* **What the task asks**: Beginning with the line that holds "Place a marker on every instance of the tanker truck, each", set down each line of the data below through the very last, exactly as given, and nothing beyond that.

-- -- --

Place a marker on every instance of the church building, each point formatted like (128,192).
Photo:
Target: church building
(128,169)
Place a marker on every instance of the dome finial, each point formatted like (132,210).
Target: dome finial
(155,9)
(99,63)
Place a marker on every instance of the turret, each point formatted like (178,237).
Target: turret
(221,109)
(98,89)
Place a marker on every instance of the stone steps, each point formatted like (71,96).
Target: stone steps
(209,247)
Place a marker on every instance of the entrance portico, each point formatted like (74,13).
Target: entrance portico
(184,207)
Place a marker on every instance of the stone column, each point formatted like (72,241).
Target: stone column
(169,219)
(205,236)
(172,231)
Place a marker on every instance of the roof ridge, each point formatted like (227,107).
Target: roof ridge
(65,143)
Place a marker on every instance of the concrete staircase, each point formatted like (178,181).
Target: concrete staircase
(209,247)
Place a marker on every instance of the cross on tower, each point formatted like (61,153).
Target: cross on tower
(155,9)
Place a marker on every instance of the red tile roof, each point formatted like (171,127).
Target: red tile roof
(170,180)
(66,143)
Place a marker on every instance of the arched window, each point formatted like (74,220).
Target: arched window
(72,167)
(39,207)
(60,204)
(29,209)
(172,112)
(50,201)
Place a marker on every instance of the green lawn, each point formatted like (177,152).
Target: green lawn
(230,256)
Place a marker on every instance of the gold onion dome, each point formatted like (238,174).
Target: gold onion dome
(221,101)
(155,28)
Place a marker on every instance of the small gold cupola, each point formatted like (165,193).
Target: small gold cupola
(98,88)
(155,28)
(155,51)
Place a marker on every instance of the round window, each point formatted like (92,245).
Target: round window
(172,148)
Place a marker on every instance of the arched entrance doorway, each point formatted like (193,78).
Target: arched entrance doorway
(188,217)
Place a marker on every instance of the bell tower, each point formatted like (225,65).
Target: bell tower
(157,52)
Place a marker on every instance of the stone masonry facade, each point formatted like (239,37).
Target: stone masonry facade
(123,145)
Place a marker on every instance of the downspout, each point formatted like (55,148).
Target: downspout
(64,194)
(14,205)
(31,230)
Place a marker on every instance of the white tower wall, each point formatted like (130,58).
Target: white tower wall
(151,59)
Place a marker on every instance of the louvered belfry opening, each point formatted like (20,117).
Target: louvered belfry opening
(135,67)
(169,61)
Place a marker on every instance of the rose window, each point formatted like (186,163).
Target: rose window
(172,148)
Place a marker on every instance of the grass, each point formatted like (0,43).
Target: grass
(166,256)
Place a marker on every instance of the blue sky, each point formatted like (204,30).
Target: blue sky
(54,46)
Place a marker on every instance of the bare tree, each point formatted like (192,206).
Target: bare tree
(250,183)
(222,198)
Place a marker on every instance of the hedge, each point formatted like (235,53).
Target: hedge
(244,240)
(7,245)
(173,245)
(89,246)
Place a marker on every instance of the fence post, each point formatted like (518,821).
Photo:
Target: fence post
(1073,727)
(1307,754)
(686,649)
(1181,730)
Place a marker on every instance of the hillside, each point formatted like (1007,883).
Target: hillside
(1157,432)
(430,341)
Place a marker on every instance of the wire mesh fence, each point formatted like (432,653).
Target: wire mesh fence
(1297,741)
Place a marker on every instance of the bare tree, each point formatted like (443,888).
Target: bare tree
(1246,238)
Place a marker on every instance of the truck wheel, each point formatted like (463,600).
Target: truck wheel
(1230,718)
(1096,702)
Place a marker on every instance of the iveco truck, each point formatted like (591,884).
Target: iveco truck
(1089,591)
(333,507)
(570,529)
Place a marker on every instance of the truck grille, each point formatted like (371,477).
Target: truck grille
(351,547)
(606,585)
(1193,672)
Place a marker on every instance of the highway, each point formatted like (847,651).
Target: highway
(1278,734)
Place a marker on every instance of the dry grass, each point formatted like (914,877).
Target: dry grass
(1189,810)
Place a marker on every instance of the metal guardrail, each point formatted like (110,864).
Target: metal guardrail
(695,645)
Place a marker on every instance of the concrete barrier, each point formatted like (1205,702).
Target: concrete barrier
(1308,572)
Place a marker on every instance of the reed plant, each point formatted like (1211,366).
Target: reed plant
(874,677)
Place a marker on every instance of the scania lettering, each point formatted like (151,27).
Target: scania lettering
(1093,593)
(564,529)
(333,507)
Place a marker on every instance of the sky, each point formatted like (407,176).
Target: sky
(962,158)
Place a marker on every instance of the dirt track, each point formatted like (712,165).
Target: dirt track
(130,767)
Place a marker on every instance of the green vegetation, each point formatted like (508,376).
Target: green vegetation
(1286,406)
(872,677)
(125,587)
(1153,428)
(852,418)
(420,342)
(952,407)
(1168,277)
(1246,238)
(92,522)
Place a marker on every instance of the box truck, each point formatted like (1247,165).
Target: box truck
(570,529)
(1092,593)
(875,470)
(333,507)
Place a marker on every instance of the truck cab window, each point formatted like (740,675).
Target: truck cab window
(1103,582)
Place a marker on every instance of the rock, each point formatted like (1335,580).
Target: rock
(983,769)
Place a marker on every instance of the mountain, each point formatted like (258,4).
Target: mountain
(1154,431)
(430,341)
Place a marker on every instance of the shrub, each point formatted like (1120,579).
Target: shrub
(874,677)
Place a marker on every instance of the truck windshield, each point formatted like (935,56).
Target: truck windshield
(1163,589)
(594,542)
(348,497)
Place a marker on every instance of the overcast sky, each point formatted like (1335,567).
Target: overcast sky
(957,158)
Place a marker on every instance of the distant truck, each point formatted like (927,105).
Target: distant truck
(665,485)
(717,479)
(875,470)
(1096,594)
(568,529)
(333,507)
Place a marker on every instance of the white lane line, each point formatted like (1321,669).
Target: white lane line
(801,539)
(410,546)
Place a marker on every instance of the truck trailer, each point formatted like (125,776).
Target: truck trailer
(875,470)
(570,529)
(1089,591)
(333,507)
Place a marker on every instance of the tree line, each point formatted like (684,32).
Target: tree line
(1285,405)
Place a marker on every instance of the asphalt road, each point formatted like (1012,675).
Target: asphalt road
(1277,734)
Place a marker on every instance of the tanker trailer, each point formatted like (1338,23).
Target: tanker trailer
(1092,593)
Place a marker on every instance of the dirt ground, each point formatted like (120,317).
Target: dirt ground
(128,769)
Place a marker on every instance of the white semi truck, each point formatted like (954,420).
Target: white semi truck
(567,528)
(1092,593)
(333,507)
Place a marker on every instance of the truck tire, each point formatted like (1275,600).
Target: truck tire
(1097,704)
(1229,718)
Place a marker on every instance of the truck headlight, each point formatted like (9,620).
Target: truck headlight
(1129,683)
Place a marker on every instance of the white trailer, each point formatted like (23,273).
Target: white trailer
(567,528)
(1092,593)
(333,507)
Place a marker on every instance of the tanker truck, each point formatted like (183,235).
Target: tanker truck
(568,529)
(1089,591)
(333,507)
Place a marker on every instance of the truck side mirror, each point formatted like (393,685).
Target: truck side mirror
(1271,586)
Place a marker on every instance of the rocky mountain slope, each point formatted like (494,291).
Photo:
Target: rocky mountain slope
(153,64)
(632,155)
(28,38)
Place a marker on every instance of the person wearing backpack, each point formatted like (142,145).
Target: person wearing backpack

-- -- --

* **Written reply**:
Place a marker on every instance of the tanker truck, each point formatted like (183,235).
Target: tanker truck
(568,529)
(1089,591)
(333,507)
Place a marker on every instance of the truck side mirror, each point formatted like (393,685).
Target: truck side mirror
(1271,586)
Place a marker on every instance of the rocky mountain slope, each point formatted like (494,291).
Photo:
Target: rocky mountain slope
(153,64)
(632,155)
(28,38)
Place a marker on every instance of the person wearing backpack, each point formatted like (142,145).
Target: person wearing backpack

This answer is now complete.